◆ Work to do: Write out again the lines below from the one containing "Practice step: locate the water" through the last line, both included and requests kept, adding 70 to each coordinate in the answers.

◆ Data supplied:
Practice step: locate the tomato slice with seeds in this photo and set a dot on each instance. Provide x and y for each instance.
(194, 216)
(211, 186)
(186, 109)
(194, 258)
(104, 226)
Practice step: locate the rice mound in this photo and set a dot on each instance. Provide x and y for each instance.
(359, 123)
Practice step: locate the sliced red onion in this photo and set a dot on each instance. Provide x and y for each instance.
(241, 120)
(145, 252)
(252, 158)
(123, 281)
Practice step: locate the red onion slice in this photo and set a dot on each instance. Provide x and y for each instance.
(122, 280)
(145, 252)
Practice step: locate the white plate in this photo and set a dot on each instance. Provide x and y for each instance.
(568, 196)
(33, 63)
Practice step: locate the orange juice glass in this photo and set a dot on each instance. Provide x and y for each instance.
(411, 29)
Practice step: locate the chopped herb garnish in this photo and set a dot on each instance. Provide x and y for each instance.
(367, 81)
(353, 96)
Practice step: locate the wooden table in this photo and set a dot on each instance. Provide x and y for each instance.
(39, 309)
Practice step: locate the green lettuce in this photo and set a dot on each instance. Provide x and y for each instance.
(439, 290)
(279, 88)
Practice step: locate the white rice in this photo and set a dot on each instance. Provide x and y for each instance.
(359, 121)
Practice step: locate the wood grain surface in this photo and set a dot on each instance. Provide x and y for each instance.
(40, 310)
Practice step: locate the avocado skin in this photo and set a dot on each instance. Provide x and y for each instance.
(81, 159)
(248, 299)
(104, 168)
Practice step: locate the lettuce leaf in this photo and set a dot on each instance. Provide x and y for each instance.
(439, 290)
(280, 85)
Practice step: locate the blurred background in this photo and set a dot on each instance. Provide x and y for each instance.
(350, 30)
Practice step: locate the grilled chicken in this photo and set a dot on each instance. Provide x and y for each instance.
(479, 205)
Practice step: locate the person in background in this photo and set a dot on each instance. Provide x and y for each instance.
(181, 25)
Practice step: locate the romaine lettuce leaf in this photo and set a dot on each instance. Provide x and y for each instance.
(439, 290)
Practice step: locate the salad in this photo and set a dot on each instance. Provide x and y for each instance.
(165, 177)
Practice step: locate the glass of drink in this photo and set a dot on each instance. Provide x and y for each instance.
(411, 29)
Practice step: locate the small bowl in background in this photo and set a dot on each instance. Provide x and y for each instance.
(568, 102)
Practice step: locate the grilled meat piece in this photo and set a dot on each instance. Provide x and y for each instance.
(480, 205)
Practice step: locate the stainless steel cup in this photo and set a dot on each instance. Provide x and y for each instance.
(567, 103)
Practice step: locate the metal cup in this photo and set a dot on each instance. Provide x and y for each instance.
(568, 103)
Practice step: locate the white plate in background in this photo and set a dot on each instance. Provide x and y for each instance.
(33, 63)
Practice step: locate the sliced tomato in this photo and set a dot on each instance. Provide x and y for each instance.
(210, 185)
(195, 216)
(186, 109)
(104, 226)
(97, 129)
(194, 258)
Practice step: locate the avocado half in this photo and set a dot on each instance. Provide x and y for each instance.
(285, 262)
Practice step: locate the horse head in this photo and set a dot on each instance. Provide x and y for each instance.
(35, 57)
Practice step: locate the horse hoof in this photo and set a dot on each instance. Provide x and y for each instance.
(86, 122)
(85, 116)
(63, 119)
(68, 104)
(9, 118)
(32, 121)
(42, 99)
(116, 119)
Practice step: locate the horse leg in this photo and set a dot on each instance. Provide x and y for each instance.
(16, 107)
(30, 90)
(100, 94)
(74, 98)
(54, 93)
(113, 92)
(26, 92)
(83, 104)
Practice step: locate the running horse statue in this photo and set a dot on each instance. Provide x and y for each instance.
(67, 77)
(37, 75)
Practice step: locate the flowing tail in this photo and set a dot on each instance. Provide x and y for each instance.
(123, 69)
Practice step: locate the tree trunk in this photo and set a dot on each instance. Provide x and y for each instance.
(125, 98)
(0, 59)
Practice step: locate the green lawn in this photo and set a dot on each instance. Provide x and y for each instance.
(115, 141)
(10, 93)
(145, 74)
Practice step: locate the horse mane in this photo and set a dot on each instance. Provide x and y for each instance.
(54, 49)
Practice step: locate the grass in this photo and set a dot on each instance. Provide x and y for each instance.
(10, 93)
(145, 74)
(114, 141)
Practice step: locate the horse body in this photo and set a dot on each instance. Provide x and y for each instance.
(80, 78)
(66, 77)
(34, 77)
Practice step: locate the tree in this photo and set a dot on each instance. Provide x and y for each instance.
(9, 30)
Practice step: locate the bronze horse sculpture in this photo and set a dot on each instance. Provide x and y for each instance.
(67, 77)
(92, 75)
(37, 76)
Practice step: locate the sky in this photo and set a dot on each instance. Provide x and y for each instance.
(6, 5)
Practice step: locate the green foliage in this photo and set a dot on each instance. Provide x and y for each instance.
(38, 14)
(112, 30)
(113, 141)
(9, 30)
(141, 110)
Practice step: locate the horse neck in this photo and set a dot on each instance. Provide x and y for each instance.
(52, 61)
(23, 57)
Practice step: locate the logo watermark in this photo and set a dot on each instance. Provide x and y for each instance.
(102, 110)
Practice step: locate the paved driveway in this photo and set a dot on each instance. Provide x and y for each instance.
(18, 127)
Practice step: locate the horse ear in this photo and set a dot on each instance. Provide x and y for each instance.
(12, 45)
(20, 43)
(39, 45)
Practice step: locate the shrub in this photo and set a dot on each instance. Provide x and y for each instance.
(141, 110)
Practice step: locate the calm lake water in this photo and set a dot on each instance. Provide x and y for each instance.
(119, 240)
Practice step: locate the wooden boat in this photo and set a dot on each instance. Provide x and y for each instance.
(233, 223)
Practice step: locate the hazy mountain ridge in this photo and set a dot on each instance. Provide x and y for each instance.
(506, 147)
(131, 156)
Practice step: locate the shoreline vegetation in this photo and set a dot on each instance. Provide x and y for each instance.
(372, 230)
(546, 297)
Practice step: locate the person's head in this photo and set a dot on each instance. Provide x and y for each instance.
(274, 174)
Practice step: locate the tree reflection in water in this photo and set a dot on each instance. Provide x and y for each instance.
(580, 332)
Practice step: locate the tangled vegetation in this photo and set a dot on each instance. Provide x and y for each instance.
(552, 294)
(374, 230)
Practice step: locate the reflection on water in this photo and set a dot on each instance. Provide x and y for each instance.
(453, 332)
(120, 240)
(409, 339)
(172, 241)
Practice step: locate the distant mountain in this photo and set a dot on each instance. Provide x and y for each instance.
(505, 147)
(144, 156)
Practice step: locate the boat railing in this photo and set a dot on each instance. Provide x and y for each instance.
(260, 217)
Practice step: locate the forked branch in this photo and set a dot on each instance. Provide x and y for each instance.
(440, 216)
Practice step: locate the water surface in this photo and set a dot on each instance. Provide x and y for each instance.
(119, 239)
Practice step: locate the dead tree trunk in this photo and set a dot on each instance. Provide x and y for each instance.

◆ The solution:
Practice step: locate the water surface in this photo and set a dot on each instance. Provide x and y for each instance.
(189, 309)
Practice step: locate the dead tree trunk in this photo and set a dot on each instance. Provide x and y for each instance.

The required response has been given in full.